● **TASK INSTRUCTIONS**:
Every record below should be written out exactly; pictures stay out.

○ ○ ○ ○ ○ ○ ○

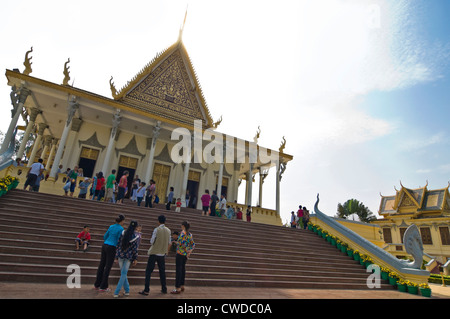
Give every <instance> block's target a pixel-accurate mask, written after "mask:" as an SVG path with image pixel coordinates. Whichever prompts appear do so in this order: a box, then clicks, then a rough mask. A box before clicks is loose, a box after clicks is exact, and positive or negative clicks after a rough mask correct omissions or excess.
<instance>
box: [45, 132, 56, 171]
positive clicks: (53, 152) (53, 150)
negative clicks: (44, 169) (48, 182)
mask: <svg viewBox="0 0 450 319" xmlns="http://www.w3.org/2000/svg"><path fill="white" fill-rule="evenodd" d="M56 145H58V139H57V138H54V139H53V141H52V148H51V149H50V154H49V155H48V159H47V165H46V166H45V169H46V170H47V171H48V170H49V169H50V168H51V166H52V164H53V160H52V157H53V155H54V154H55V151H56Z"/></svg>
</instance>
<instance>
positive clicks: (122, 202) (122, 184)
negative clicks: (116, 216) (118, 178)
mask: <svg viewBox="0 0 450 319" xmlns="http://www.w3.org/2000/svg"><path fill="white" fill-rule="evenodd" d="M128 175H130V173H129V172H128V171H125V172H123V175H122V177H121V178H120V181H119V185H118V186H119V187H118V191H117V203H119V204H122V203H123V198H124V197H125V189H126V188H127V185H128Z"/></svg>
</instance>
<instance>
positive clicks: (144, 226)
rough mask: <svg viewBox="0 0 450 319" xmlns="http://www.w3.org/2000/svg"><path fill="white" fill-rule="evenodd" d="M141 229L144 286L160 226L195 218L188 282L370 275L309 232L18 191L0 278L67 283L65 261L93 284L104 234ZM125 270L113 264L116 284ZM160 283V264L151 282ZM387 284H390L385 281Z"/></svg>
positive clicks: (364, 282)
mask: <svg viewBox="0 0 450 319" xmlns="http://www.w3.org/2000/svg"><path fill="white" fill-rule="evenodd" d="M119 214H124V215H125V216H126V223H125V227H126V225H127V224H128V223H127V222H128V221H130V220H132V219H135V220H138V221H139V223H140V224H141V225H142V226H143V240H142V243H141V245H140V249H139V262H138V264H137V266H136V267H132V268H131V269H130V272H129V276H128V278H129V281H130V283H131V284H133V285H134V284H143V281H144V276H145V267H146V262H147V250H148V248H149V247H150V244H149V239H150V237H151V233H152V231H153V229H154V228H155V227H157V226H158V223H157V216H159V215H161V214H164V215H165V216H166V217H167V222H166V226H167V227H169V228H171V230H172V231H173V230H179V229H180V224H181V222H182V221H183V220H189V222H190V224H191V232H192V233H193V235H194V240H195V242H196V249H195V251H194V253H193V254H192V255H191V259H190V260H189V261H188V264H187V278H186V285H199V286H200V285H201V286H241V287H292V288H324V289H368V287H367V284H366V279H367V277H368V273H366V271H365V269H364V268H363V267H362V266H360V265H359V264H358V263H357V262H355V261H354V260H352V259H351V258H349V257H348V256H345V255H344V254H343V253H341V252H340V251H338V250H337V249H336V248H335V247H333V246H331V245H330V244H329V243H327V242H326V241H325V240H323V239H322V238H320V237H318V236H317V235H315V234H314V233H312V232H310V231H307V230H297V229H290V228H285V227H280V226H272V225H264V224H258V223H247V222H244V221H238V220H226V219H223V218H217V217H210V216H201V212H200V211H198V210H193V209H184V210H182V212H181V213H176V212H174V211H166V210H165V209H161V206H159V207H158V208H152V209H150V208H145V207H137V206H135V205H133V203H128V204H126V205H117V204H112V203H103V202H97V201H91V200H84V199H78V198H70V197H66V196H58V195H51V194H42V193H33V192H27V191H23V190H13V191H11V192H9V193H8V194H7V195H6V196H4V197H2V198H0V218H1V219H2V222H3V226H4V228H3V229H1V230H0V281H29V282H54V283H64V282H66V280H67V277H68V275H69V273H68V272H67V266H68V265H71V264H76V265H79V266H80V267H81V271H82V276H81V277H82V283H83V284H93V282H94V280H95V275H96V272H97V267H98V263H99V260H100V250H101V245H102V242H103V235H104V233H105V231H106V230H107V228H108V227H109V225H111V224H113V223H114V219H115V218H116V217H117V216H118V215H119ZM84 224H89V226H90V230H91V236H92V241H91V245H90V248H89V250H88V251H87V252H81V251H78V252H76V251H74V239H75V237H76V235H77V234H78V233H79V232H80V231H81V229H82V227H83V225H84ZM166 272H167V278H168V284H170V285H172V284H174V277H175V258H174V256H173V255H171V254H169V256H168V257H166ZM119 275H120V272H119V267H118V265H117V264H115V265H114V266H113V269H112V271H111V276H110V285H112V284H113V283H114V284H116V283H117V280H118V278H119ZM158 283H159V276H158V270H157V267H155V272H154V274H153V275H152V284H158ZM382 289H391V287H390V285H387V284H383V286H382Z"/></svg>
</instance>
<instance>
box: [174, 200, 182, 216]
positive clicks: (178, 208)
mask: <svg viewBox="0 0 450 319" xmlns="http://www.w3.org/2000/svg"><path fill="white" fill-rule="evenodd" d="M176 205H177V207H176V208H175V211H176V212H178V213H179V212H180V211H181V198H177V203H176Z"/></svg>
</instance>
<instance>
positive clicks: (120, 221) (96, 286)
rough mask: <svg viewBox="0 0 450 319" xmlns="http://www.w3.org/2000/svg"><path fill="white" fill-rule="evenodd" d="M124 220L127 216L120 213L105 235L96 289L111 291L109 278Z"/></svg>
mask: <svg viewBox="0 0 450 319" xmlns="http://www.w3.org/2000/svg"><path fill="white" fill-rule="evenodd" d="M124 221H125V216H123V215H119V217H118V218H116V223H115V224H114V225H111V226H109V228H108V230H107V231H106V233H105V235H104V236H103V239H104V242H103V245H102V254H101V257H100V264H99V265H98V269H97V279H96V280H95V283H94V289H95V290H100V291H110V289H109V288H108V278H109V273H110V271H111V267H112V265H113V263H114V259H115V257H116V246H117V244H118V242H119V238H120V235H121V234H122V232H123V223H124Z"/></svg>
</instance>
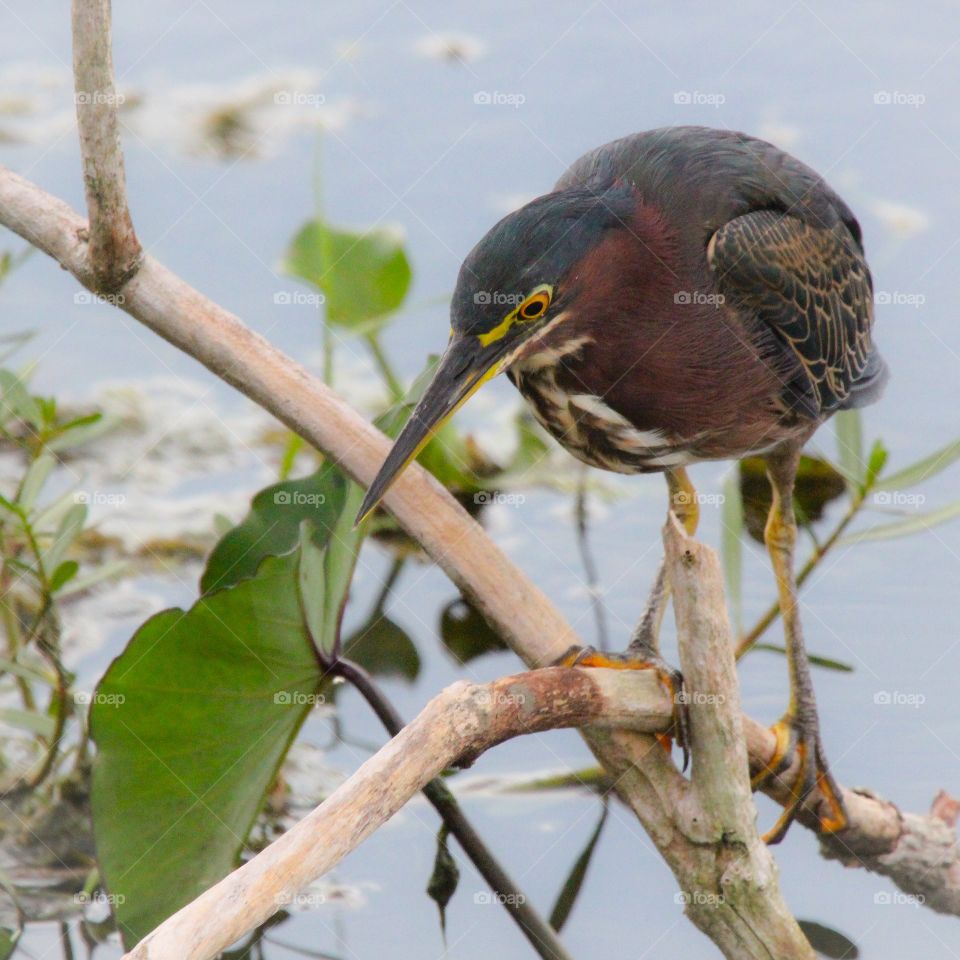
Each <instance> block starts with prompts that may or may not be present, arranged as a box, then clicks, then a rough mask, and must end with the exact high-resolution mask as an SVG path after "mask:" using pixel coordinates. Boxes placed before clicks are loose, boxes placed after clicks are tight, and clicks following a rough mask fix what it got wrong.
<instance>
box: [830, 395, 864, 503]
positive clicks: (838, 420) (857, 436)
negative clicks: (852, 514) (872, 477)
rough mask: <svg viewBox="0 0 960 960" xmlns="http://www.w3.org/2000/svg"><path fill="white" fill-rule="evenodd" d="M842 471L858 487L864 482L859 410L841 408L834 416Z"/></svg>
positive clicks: (863, 465) (845, 476)
mask: <svg viewBox="0 0 960 960" xmlns="http://www.w3.org/2000/svg"><path fill="white" fill-rule="evenodd" d="M833 425H834V433H835V434H836V438H837V457H838V459H839V463H838V464H837V466H838V468H839V470H840V472H841V473H842V474H843V475H844V476H845V477H847V478H849V479H850V480H852V482H853V484H854V485H855V486H856V487H858V488H859V487H860V486H861V485H862V484H863V478H864V474H865V472H866V463H865V462H864V457H863V420H862V418H861V416H860V411H859V410H841V411H840V412H839V413H837V414H836V415H835V416H834V418H833Z"/></svg>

○ ○ ○ ○ ○ ○ ○

● **EXERCISE ANSWER**:
Give every <instance> block's target a pixel-accurate mask, written after "mask:" as an SVG path with image pixel coordinates. Whichever prompts appear do so in this order: a box, then clicks, then a rough mask. A box before clicks is loose, a box after clicks is exact, and positive or negative clicks after a rough mask correct omissions or excess.
<instance>
box: [45, 132, 56, 171]
positive clicks: (53, 152) (53, 150)
negative clicks: (44, 169) (48, 182)
mask: <svg viewBox="0 0 450 319" xmlns="http://www.w3.org/2000/svg"><path fill="white" fill-rule="evenodd" d="M56 145H58V139H57V138H54V139H53V141H52V148H51V149H50V154H49V155H48V159H47V165H46V166H45V169H46V170H47V171H48V170H49V169H50V168H51V166H52V164H53V160H52V157H53V155H54V154H55V151H56Z"/></svg>
</instance>
<instance>
positive clicks: (122, 202) (122, 184)
negative clicks: (116, 216) (118, 178)
mask: <svg viewBox="0 0 450 319" xmlns="http://www.w3.org/2000/svg"><path fill="white" fill-rule="evenodd" d="M128 175H130V173H129V172H128V171H125V172H123V175H122V177H121V178H120V181H119V185H118V186H119V187H118V191H117V203H119V204H122V203H123V198H124V197H125V189H126V188H127V185H128Z"/></svg>
</instance>
<instance>
positive clicks: (144, 226)
rough mask: <svg viewBox="0 0 450 319" xmlns="http://www.w3.org/2000/svg"><path fill="white" fill-rule="evenodd" d="M141 229L144 286L160 226L195 218L188 282L370 275L309 232L18 191L0 278L67 283L65 261L93 284L104 234ZM125 270L113 264L116 284ZM160 283V264L151 282ZM387 284H390L385 281Z"/></svg>
positive clicks: (364, 282)
mask: <svg viewBox="0 0 450 319" xmlns="http://www.w3.org/2000/svg"><path fill="white" fill-rule="evenodd" d="M119 214H124V215H125V216H126V223H125V227H126V225H127V224H128V223H127V222H128V221H130V220H132V219H135V220H138V221H139V223H140V224H141V225H142V226H143V240H142V243H141V245H140V249H139V262H138V264H137V266H136V267H132V268H131V269H130V272H129V276H128V278H129V281H130V283H131V284H133V285H134V284H143V281H144V276H145V267H146V262H147V250H148V248H149V247H150V244H149V239H150V237H151V233H152V231H153V229H154V228H155V227H157V226H158V223H157V216H159V215H161V214H164V215H165V216H166V217H167V222H166V226H167V227H169V228H171V230H172V231H173V230H179V229H180V224H181V222H182V221H183V220H189V222H190V224H191V232H192V233H193V235H194V240H195V242H196V249H195V251H194V253H193V254H192V255H191V259H190V260H189V261H188V264H187V278H186V285H199V286H200V285H201V286H241V287H292V288H324V289H368V287H367V284H366V279H367V277H368V273H366V271H365V269H364V268H363V267H362V266H360V265H359V264H358V263H357V262H355V261H354V260H352V259H351V258H349V257H348V256H345V255H344V254H343V253H341V252H340V251H338V250H337V249H336V248H335V247H333V246H331V245H330V244H329V243H327V242H326V241H325V240H323V239H322V238H320V237H318V236H317V235H315V234H314V233H312V232H310V231H307V230H297V229H290V228H285V227H280V226H272V225H264V224H258V223H247V222H244V221H238V220H226V219H223V218H217V217H210V216H201V212H200V211H198V210H193V209H184V210H182V212H181V213H176V212H174V211H166V210H165V209H161V206H159V207H158V208H152V209H150V208H145V207H137V206H135V205H133V203H128V204H126V205H117V204H112V203H103V202H97V201H91V200H84V199H78V198H70V197H66V196H58V195H51V194H42V193H33V192H27V191H23V190H13V191H11V192H9V193H8V194H7V195H6V196H4V197H2V198H0V218H1V219H2V222H3V226H4V228H3V229H1V230H0V281H29V282H54V283H64V282H66V280H67V277H68V275H69V273H68V272H67V266H68V265H71V264H76V265H79V266H80V267H81V271H82V276H81V277H82V283H83V284H93V282H94V280H95V275H96V272H97V267H98V263H99V260H100V250H101V245H102V242H103V235H104V233H105V231H106V230H107V228H108V227H109V225H111V224H113V223H114V219H115V218H116V217H117V216H118V215H119ZM84 224H89V226H90V230H91V236H92V241H91V245H90V248H89V250H88V251H87V252H81V251H78V252H76V251H74V239H75V237H76V235H77V234H78V233H79V232H80V231H81V229H82V227H83V225H84ZM166 272H167V278H168V284H170V285H172V284H174V277H175V258H174V256H173V255H171V254H169V256H168V257H166ZM119 275H120V272H119V267H118V265H117V264H115V265H114V266H113V269H112V271H111V276H110V285H112V284H113V283H114V284H116V283H117V280H118V278H119ZM158 283H159V276H158V270H157V267H155V272H154V274H153V275H152V284H158ZM382 289H391V287H390V285H387V284H383V286H382Z"/></svg>
</instance>
<instance>
box: [174, 200, 182, 216]
positive clicks: (178, 208)
mask: <svg viewBox="0 0 450 319" xmlns="http://www.w3.org/2000/svg"><path fill="white" fill-rule="evenodd" d="M176 205H177V207H176V208H175V211H176V212H178V213H179V212H180V211H181V198H177V203H176Z"/></svg>
</instance>
<instance>
positive clicks: (120, 221) (96, 286)
rough mask: <svg viewBox="0 0 450 319" xmlns="http://www.w3.org/2000/svg"><path fill="white" fill-rule="evenodd" d="M124 220L127 216L120 213L105 235L96 289L111 291L109 278Z"/></svg>
mask: <svg viewBox="0 0 450 319" xmlns="http://www.w3.org/2000/svg"><path fill="white" fill-rule="evenodd" d="M124 221H125V216H123V215H119V217H118V218H116V223H115V224H114V225H111V226H109V228H108V230H107V231H106V233H105V235H104V236H103V239H104V242H103V245H102V254H101V257H100V264H99V265H98V269H97V279H96V280H95V283H94V289H95V290H100V291H110V289H109V288H108V278H109V273H110V271H111V267H112V265H113V263H114V259H115V257H116V246H117V244H118V242H119V238H120V235H121V234H122V232H123V223H124Z"/></svg>
</instance>
Each <instance> block starts with prompts that may or may not be present, arranged as a box, then clicks, then a rough mask, and must end with the exact high-resolution mask as an SVG path after "mask:" using pixel coordinates. Boxes placed before clicks are loose, boxes placed after clicks are tight, and clicks following a rough mask fix what it got wrong.
<instance>
box: [830, 395, 864, 503]
positive clicks: (838, 420) (857, 436)
negative clicks: (852, 514) (872, 477)
rough mask: <svg viewBox="0 0 960 960" xmlns="http://www.w3.org/2000/svg"><path fill="white" fill-rule="evenodd" d="M842 471L858 487L864 482L859 410L841 408L834 416Z"/></svg>
positive clicks: (863, 465) (845, 476)
mask: <svg viewBox="0 0 960 960" xmlns="http://www.w3.org/2000/svg"><path fill="white" fill-rule="evenodd" d="M833 425H834V433H835V434H836V438H837V457H838V459H839V463H838V464H837V466H838V468H839V470H840V472H841V473H842V474H843V475H844V476H845V477H847V478H849V479H850V480H852V482H853V484H854V485H855V486H856V487H858V488H859V487H860V486H861V485H862V484H863V478H864V474H865V472H866V463H865V462H864V457H863V420H862V418H861V416H860V411H859V410H841V411H840V412H839V413H837V414H836V415H835V416H834V418H833Z"/></svg>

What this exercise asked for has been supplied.